### Problems to work on
a) Answer these questions using the forum thread about Doom 3 on the Wii and Xbox:
(i) How much RAM does the Xbox have, according to the interview?
(ii) Which two consoles did the interviewee say were out of the question for Doom 3?
(iii) What game did VV port to the Gamecube?
b) From the forum thread about Doom 3 on the Wii and Xbox, list the graphics requirements the interviewee names as the reason some consoles couldn't run the game.
c) Extend the forum thread about Doom 3 on the Wii and Xbox with one more reply that follows its last post.

Can Wii achieve the same level of Xbox's Doom3?

Btw guys you might be interested in this for context:

Linked interview with Vicarious Visions said:
GP: On the PC, Doom 3 is going to be something of a resource monster. When it was first proposed as an Xbox game was there any concern about getting it to run on a console?

KB: John Carmack made some really good decisions in architecting the engine for scalability. We knew that PS2 and Gamecube were out of the question due to particular graphics requirements (global illumination, normal mapping, shadow volumes etc.), but we knew Xbox had a shot. The key concerns were memory and performance. With only 64MB RAM on the Xbox and a 733Mhz processor, we knew it would be quite challenging ?- but not impossible. The team here was really excited to be working on this project -? a chance to work on Doom! -? so we were definitely going to take it on and prove that a great Xbox version could be made. Now, after many months of development, I think it?s safe to say that players will be stunned when they see the type of graphics fidelity that Doom 3 is able to present on the Xbox.

VV ported D3 to the xbox, JK2 to the gamecube, etc.
 
Statix said:
As I said before, it might go beyond simply specs in this situation.
Like blast processing?
Are there any known examples of this? All I'm aware of are relative comparisons between XBox and PS2 where the two do exactly as you'd expect from respective spec (latter beating the former easily).

The Gamecube, and so far the Wii, has had zero games in total.
As I've noted, to my knowledge at least Spiderman2 did this (and that's outdoors, which is pretty much worst case scenario for volume usage). But I know little about rest of GC library - are you actually basing this off anything other then PR releases touting high-profile titles?

### Given entries
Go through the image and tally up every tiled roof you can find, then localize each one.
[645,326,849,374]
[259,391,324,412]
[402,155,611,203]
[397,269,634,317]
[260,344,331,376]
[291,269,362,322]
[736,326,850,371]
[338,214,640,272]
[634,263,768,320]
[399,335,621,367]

--

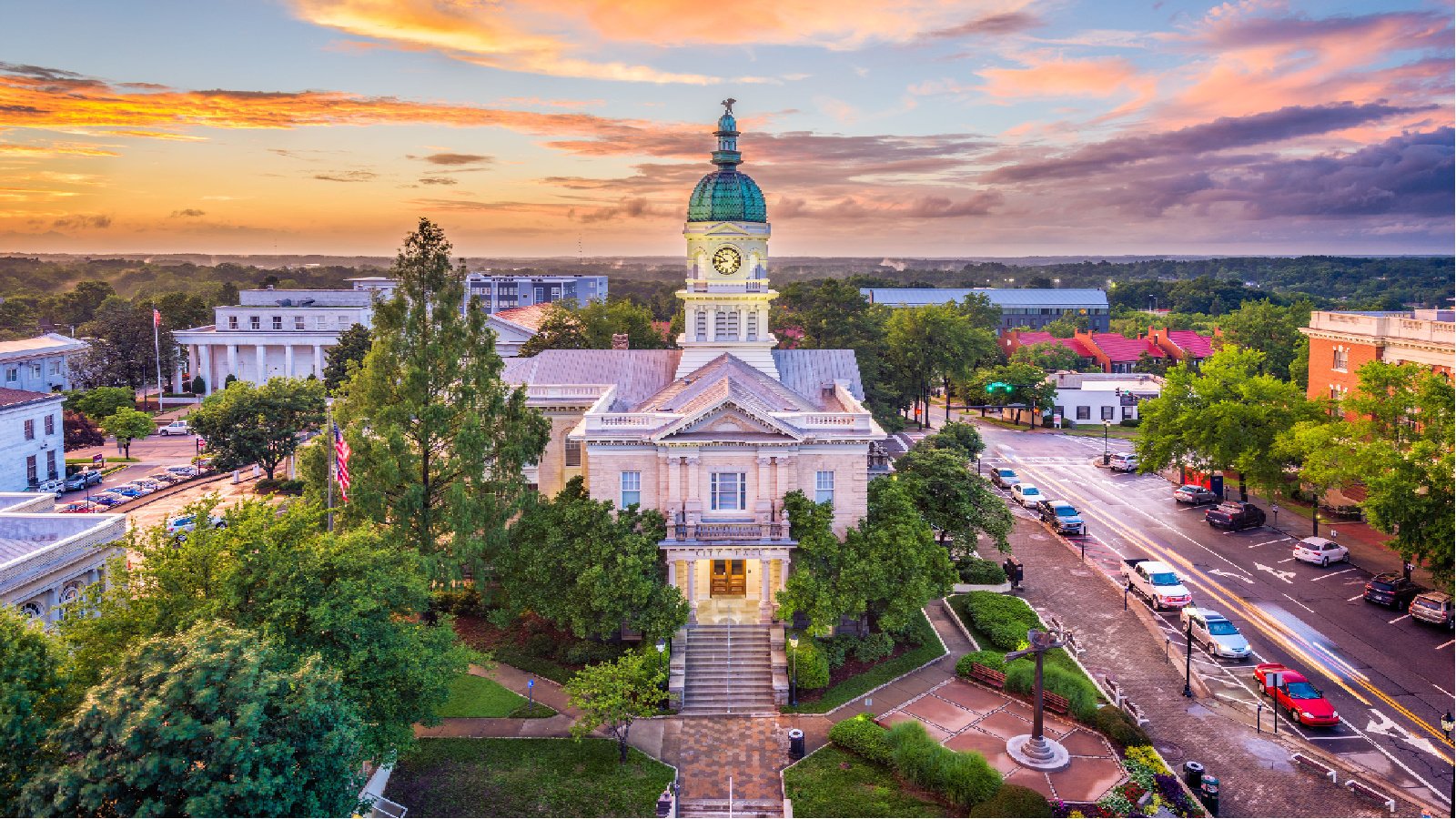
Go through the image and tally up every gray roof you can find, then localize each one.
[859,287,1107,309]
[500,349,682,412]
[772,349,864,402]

### Responses for each task
a)
(i) 64MB
(ii) The PS2 and the Gamecube
(iii) JK2

b) Global illumination, normal mapping, shadow volumes

c)
 
Like blast processing?
Like the "back door hacks" and "hidden instructions" and "custom shaders" unique to the Xbox's GPU that Vicarious Visions was referring to. I don't know much about the Xbox's hardware, or the GC. But I do know that there are some things unique about the videocard used in the Xbox, such as extra vertex units, and the aforementioned hidden instructions/optimizations, that improved performance majorly, especially in later games in the Xbox's lifespan. It also has programmable shaders that (I think) ultimately has some bearing on the system's ability to render dynamic light and shadows as compared to the Gamecube.

As I've noted, to my knowledge at least Spiderman2 did this (and that's outdoors, which is pretty much worst case scenario for volume usage).
But even in that game, notice in the screens, that only Spider-Man casts such a shadow; not the environment, the buildings, or even other character models or objects. They're probably not even using shadow volumes at all, but simply some extra gray-colored polygons mirroring Spidey's model in order to "fake" a shadow being cast. Even Quake 2 and some N64 games used this method for character shadows.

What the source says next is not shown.